## REQUIRED TASK A:
Pull out every line of the entries that contains the string "light", and treat uppercase and lowercase as different.

I've followed the instructions in [2] and tried to crib from onanomsg and
ocaml-picosat, but am only able to support either the toplevel OR linking
in binaries.  But not both.
So currently I can make binaries, but I'd love to be able to #require this
in utop for interactive ipython-like usage.

Is there a canonical solution to this problem for oasis users?
I'm considering trying what jane st did with re2 and bundling liblinear up
with my bindings and cribbing from their build process, but ideally this
would all just work with oasis.

thank you
Travis

[1] https://github.com/travisbrady/oliblinear
[2]
https://github.com/ocamllabs/ocaml-ctypes/issues/51#issuecomment-30729675




On Tue, Mar 25, 2014 at 6:14 PM, Jeremy Yallop <yallop@gmail.com> wrote:

> I wrote:
> > Not exactly, since the stub generation support in the next ctypes
> > release resolves these issues in a different way.  In the current
> > release (0.2.3) setting up foreign calls and linking are both entirely
> > dynamic.  Stub generation will make it possible to link statically as
> > well.
>
> Milan Stanojević asked:
> > Can you tell us how would this work exactly?
> > Let's say I have a function "foo" in my C file (that I want to link
> > statically) and I want to give use it in ocaml with a ctype (void @->
> > returning int)
> > What would I need to say in my ocaml program and do I have to tell
> > anything to my build system?
>
> With the current release of ctypes we'd bind 'foo' like this:
>
>    let f = foreign "foo" (void @-> returning int)
>
> The 'foreign' function searches for the symbol "foo" and sets up the
> call; the return value is an OCaml function that we can call
> immediately.
>
>    val f : unit -> int
>
> With stub generation as implemented in the git master branch the call
> to 'foreign' changes slightly.  Instead of calling 'foreign' just
> once, we're going to call it once for each stage of generation.  The
> way we do this is to abstract over 'foreign' with a functor.  (Note
> the similarity to the original binding of 'f' above.)
>
>   module Bindings (F : Cstubs.FOREIGN) =
>   struct
>      let f = F.foreign "foo" (void @-> returning int)
>   end
>
> The first application of the functor generates C:
>
>   Cstubs.write_c std_formatter ~prefix:"foo_" (module Bindings)

## RECORD LIST:
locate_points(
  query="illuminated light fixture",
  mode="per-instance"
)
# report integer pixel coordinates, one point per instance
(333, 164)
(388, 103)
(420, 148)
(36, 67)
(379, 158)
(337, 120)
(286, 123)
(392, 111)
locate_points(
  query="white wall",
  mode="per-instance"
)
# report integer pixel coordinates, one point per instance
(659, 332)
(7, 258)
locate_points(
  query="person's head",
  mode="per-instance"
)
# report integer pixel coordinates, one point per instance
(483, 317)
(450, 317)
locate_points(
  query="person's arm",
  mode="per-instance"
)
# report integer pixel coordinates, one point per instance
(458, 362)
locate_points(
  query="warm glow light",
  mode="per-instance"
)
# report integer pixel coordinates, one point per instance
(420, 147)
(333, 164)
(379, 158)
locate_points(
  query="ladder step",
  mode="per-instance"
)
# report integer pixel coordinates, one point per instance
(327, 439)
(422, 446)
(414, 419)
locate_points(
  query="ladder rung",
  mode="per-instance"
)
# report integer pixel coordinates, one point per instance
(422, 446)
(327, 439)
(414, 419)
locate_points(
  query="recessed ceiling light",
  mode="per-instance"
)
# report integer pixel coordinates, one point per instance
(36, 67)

## REQUIRED TASK B:
Proceed with the mailing-list thread on ctypes stub generation and OCaml linking, starting right after its final line.

## EXERCISE RESPONSE A:
  query="illuminated light fixture",
  query="warm glow light",
  query="recessed ceiling light",

## EXERCISE RESPONSE B:
>
> The output is a wrapper for the C function 'foo' that marshals and
> unmarshals arguments and return values as needed.
>
> The second application generates OCaml:
>
>   Cstubs.write_ml std_formatter ~prefix:"foo_" (module Bindings)
>
> The output is an OCaml module that we can pass to 'Bindings' for the
> third and final application, which links together the declaration of
> 'f' and the generated code:
>
>   Bindings(Generated_ML)
>
> As with the dynamic binding, this gives us an OCaml function that we
> can call without further ado:
>
>   val f : unit -> int
>
> The build process is reasonably straightforward.  Since we're
> generating code, there are more steps than with the dynamic version,
> but we're less likely to need obscure linker flags.  A typical
> approach is to place the bindings functor in one file --
> foo_binding.ml, say:
>
>    module Bindings(F : Cstubs.FOREIGN) =
>    struct
>      let foo = F.foreign "foo" Ctypes.(void @-> returning int)
>    end
>
> and the calls to 'write_c' and 'write_ml' other files.  I'll put the
> call to 'write_c' along with code to print out the headers used in
> generate_c.ml:
>
>    let () =
>      print_endline "#include <ctypes/cstubs_internals.h>";
>      print_endline "#include \"foo.h\"";
>      Cstubs.write_c Format.std_formatter ~prefix:"foo_"
>        (module Foo_binding.Bindings)
>
> The call to 'write_ml' goes in generate_ml.ml:
>
>    let () = Cstubs.write_ml Format.std_formatter ~prefix:"foo_"
>      (module Foo_binding.Bindings)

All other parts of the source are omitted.